===== Extrait à lire =====

Selon nos amis algériens, en revanche, AQMI est un mouvement spécifique et d'autres mouvements seraient plus ouverts que lui à la discussion, alors que, selon nos services, c'est bien AQMI qui prend le dessus sur les autres. Nous sommes convenus que nos services respectifs travailleraient ensemble sur ces questions.

Les pays voisins défendent des positions diverses mais qui tendent à se rejoindre. Les plus fermes sont le Niger, la Mauritanie et le Nigeria – lequel a d'ailleurs décidé au cours des dernières heures d'attaquer le mouvement Boko Haram.

L'essentiel est l'effort de la communauté internationale. Pour notre part, nous ne voulons pas nous substituer aux Africains mais jouer un rôle facilitateur. Au Mali, il s'agit de favoriser une solution politique au Sud, le respect de l'intégrité du pays et, le moment venu, une solution « sécuritaire » au problème du terrorisme. Le Premier ministre malien me l'indiquait ce matin, la CEDEAO a dépêché sur place des experts militaires chargés d'étudier la situation sécuritaire – y compris au Sud, où il ne faudrait pas que les difficultés actuelles ouvrent la voie à AQMI. L'Union africaine agit dans le même sens. Quant à l'Union européenne, que j'ai saisie, elle apporte son soutien à la formation des militaires ainsi qu'une aide humanitaire. Enfin, le Conseil de sécurité de l'ONU a voté la semaine dernière, à l'initiative de la France, une résolution placée sous le chapitre VII de la Charte des Nations unies et dans laquelle, sans autoriser une intervention prochaine, il invite les instances concernées à revenir devant lui le moment venu s'il le faut. La France prend les contacts nécessaires pour que les grands pays – dont les membres permanents du Conseil de sécurité, mais aussi l'Afrique du Sud, qui y siège et dont on connaît l'importance sur le continent – oeuvrent en ce sens.

===== Données saisies =====

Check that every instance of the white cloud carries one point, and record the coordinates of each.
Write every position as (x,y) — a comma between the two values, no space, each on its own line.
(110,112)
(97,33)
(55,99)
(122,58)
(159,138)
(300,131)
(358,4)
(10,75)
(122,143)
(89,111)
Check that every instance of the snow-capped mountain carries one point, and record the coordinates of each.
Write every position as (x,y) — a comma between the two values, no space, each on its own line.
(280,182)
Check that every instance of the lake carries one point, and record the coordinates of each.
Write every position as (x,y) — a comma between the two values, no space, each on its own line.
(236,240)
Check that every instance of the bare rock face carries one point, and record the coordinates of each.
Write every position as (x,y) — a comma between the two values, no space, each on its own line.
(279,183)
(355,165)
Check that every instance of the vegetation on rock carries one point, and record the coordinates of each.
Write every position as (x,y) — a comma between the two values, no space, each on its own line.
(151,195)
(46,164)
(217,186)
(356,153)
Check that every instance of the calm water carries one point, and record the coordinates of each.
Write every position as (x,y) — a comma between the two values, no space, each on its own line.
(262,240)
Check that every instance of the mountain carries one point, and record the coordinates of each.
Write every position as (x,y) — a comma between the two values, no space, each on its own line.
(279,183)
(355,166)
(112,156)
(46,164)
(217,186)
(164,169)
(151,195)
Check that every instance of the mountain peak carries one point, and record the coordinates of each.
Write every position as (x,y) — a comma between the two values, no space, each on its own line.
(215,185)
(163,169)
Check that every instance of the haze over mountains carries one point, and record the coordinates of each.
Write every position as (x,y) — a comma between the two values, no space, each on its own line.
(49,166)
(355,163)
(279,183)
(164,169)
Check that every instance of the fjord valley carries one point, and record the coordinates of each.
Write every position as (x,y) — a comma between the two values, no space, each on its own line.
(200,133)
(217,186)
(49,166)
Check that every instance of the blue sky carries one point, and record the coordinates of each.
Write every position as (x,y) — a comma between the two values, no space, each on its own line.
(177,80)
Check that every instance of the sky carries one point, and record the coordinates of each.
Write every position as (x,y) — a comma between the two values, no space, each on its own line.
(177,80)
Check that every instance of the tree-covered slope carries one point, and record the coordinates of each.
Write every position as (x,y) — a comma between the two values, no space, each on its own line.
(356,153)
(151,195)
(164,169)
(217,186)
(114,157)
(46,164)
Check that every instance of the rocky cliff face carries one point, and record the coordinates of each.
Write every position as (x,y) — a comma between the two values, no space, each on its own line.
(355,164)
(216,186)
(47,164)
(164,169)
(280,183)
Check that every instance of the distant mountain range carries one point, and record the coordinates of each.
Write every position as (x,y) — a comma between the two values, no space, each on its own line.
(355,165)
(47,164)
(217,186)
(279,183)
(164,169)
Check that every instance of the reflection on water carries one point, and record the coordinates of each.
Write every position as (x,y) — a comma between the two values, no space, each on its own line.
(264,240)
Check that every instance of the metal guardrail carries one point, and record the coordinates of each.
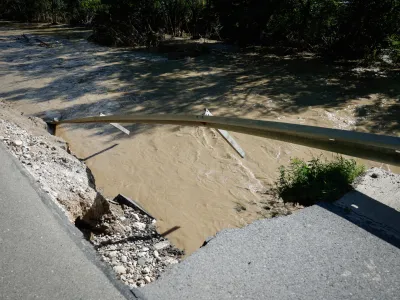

=====

■ Consigne: Recopiez mot pour mot tout le passage de l'extrait sur le Sahel, depuis « Selon nos amis » jusqu'à « sur ces questions. ». Les lignes ne servent à rien ici.

■ Réponse ci-dessous:
Selon nos amis algériens, en revanche, AQMI est un mouvement spécifique et d'autres mouvements seraient plus ouverts que lui à la discussion, alors que, selon nos services, c'est bien AQMI qui prend le dessus sur les autres. Nous sommes convenus que nos services respectifs travailleraient ensemble sur ces questions.